### INPUT
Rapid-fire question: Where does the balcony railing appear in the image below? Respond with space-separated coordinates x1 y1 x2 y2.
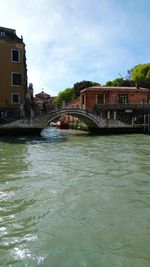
95 103 150 111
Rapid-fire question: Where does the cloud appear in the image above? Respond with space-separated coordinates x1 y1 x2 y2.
0 0 150 95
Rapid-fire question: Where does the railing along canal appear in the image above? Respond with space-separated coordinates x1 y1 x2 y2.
95 103 150 111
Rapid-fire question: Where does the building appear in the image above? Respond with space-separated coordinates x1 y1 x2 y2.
61 86 150 126
62 97 81 124
80 86 150 124
80 86 150 111
34 90 56 115
0 26 27 119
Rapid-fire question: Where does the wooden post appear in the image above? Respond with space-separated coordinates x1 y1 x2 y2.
144 114 146 133
107 110 110 119
148 114 150 134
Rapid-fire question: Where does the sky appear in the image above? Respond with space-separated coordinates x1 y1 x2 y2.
0 0 150 96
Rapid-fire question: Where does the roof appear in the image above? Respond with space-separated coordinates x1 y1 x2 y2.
81 86 150 93
35 91 51 100
0 26 23 43
0 26 16 33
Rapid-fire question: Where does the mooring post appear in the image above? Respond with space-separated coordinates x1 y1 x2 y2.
113 111 117 120
107 111 110 119
144 114 146 133
148 114 150 135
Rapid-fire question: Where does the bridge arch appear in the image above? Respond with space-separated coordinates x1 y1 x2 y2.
35 108 106 130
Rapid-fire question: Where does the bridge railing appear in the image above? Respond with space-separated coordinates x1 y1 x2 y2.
95 103 150 111
34 108 107 128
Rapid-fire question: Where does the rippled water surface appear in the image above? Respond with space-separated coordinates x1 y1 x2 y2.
0 128 150 267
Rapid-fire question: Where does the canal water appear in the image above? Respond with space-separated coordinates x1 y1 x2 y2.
0 128 150 267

### PROBLEM
Every entry above is to be copied verbatim, with the pictures removed.

### YOUR RESPONSE
Rapid-fire question: Where does the balcony railing appear in the image below? Respond with space-separated coordinates x1 y1 x2 y2.
95 103 150 111
Rapid-fire question: Where does the cloud appear in the image above? Respond with space-separated coordinates x1 y1 x2 y2.
0 0 150 95
Rapid-fire question: Where does the railing along canal appear in the image above? Respond with space-separated coordinates x1 y1 x2 y2.
95 103 150 111
Rapid-fire question: Where does the building appear in the image above? Respond with space-separated coordinates x1 y1 x2 y2.
61 86 150 126
62 97 81 124
80 86 150 124
80 86 150 111
34 90 56 115
0 26 27 119
Rapid-fire question: Where does the wooden post appear in the image above? Respond with space-separated coordinates x1 y1 x2 y2.
144 114 146 133
107 110 110 119
148 114 150 134
Rapid-fire question: Where does the sky appear in the image above? Respond with space-separated coordinates x1 y1 x2 y2.
0 0 150 96
Rapid-fire question: Where does the roof appear in the image above? Respond with space-separated coordinates x1 y1 x2 y2.
81 86 150 93
35 91 51 100
0 26 23 43
0 26 16 33
Rapid-fire question: Where does the mooring post appear in the image above? Respond with space-separated coordinates x1 y1 x2 y2.
113 111 117 120
107 111 110 119
144 114 146 133
148 114 150 135
Rapid-fire question: Where does the bridge arch appear in the image above? Respond with space-separated coordinates x1 y1 x2 y2.
35 108 106 130
Rapid-fire question: Where does the bridge railing appear in the image above? Respond with space-separated coordinates x1 y1 x2 y2.
95 103 150 111
34 108 107 128
Rapid-fire question: Where does the rippled water surface appear in the image above? Respond with space-separated coordinates x1 y1 x2 y2.
0 128 150 267
Rapid-fire question: Where does the canal water appear in the image above? Respond with space-separated coordinates x1 y1 x2 y2.
0 128 150 267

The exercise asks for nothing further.